### Provided text

------

Another factor affecting real estate during this time was the government take over of the giant mortgage agencies – Fannie Mae and Freddie Mac. Though this move was intended to be temporary, they exist today, some 15 or so years later, under a government conservatorship after repaying billions of dollars back to the government to repay the cost of bailing them out. Today we face the real possibility of a curtailed or even eliminated CFPB and a re-privatization of these mortgage agencies. The question is—what would that world look like? What happens to the regulatory aspects of the CFPB? How would the government assure that there would not be another bailout of the agencies?
Of course, we don’t have the answers to these questions. Nor do we have a crystal ball to see where these entities will land and what shape they will be in when they do land. We do know that confidence in the secondary markets is essential. The interest rate spread between mortgages and treasuries is wider than it has historically been for the past few years. Whatever changes are made need to make sure the spreads don’t widen, but narrow to help ease the real estate affordability challenges we currently face.

------

[Dataset entries]

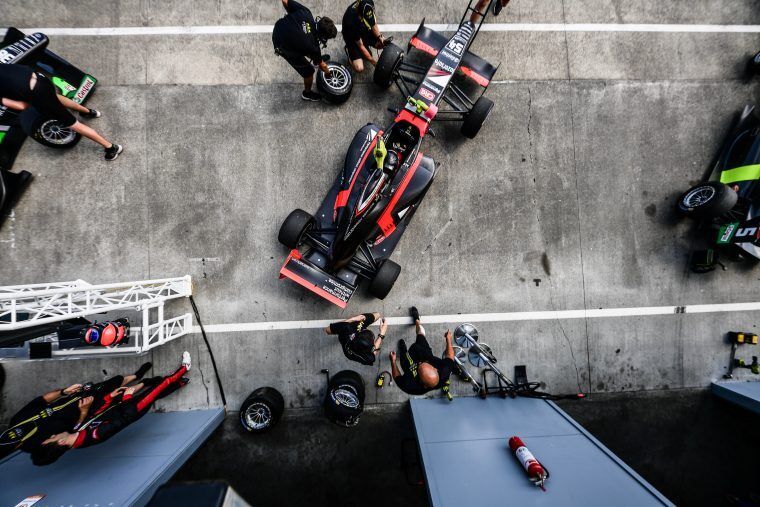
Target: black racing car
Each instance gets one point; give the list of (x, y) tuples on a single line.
[(31, 50), (383, 182), (728, 201)]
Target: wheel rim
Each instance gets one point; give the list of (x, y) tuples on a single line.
[(55, 133), (258, 416), (346, 398), (337, 78), (699, 196)]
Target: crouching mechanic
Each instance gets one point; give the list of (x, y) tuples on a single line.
[(134, 403), (60, 410), (297, 38), (24, 90), (359, 343), (361, 32), (423, 371)]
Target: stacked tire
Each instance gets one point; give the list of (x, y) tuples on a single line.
[(344, 400), (262, 410)]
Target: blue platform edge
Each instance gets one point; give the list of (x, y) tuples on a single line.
[(124, 471), (746, 394), (464, 443)]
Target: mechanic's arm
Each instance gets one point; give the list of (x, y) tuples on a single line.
[(54, 395), (449, 348), (380, 337), (365, 52)]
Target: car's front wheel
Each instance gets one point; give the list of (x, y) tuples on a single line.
[(294, 227), (336, 84), (707, 200)]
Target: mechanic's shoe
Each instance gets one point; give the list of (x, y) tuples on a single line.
[(140, 373), (113, 152), (311, 96), (91, 113)]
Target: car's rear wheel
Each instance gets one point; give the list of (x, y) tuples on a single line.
[(386, 69), (54, 135), (294, 227), (384, 280), (477, 116), (336, 84), (707, 200), (261, 410)]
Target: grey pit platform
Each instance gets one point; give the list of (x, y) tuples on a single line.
[(466, 459), (742, 393), (123, 471)]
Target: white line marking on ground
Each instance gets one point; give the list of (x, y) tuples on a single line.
[(495, 317), (488, 27)]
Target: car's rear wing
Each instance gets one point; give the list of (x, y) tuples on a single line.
[(474, 67)]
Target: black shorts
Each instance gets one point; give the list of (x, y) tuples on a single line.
[(302, 64), (352, 47), (45, 100)]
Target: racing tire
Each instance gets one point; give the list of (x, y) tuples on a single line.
[(344, 400), (707, 200), (53, 135), (383, 282), (294, 227), (335, 87), (386, 69), (262, 410), (477, 116)]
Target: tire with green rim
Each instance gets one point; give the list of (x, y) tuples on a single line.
[(707, 200), (262, 410)]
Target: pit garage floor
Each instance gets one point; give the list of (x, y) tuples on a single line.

------

### Work to complete
(1) Answer these questions from the mortgage agencies passage:
(a) Which two giant mortgage agencies did the government take over?
(b) About how many years later do those agencies still exist under government conservatorship?
(c) What does the passage say is wider than it has historically been for the past few years?
(2) Convert everything in the records from the line containing "Target: wheel rim" down to the line containing "[(55, 133), (258, 416), (346, 398), (337, 78), (699, 196)]" into a Markdown table with the columns No. and Line, where No. gives the row number and Line holds the line itself.

### Solutions in order
(1)
(a) Fannie Mae and Freddie Mac.
(b) Some 15 or so years.
(c) The interest rate spread between mortgages and treasuries.

(2)
| No. | Line |
|---|---|
| 1 | Target: wheel rim |
| 2 | Each instance gets one point; give the list of (x, y) tuples on a single line. |
| 3 | [(55, 133), (258, 416), (346, 398), (337, 78), (699, 196)] |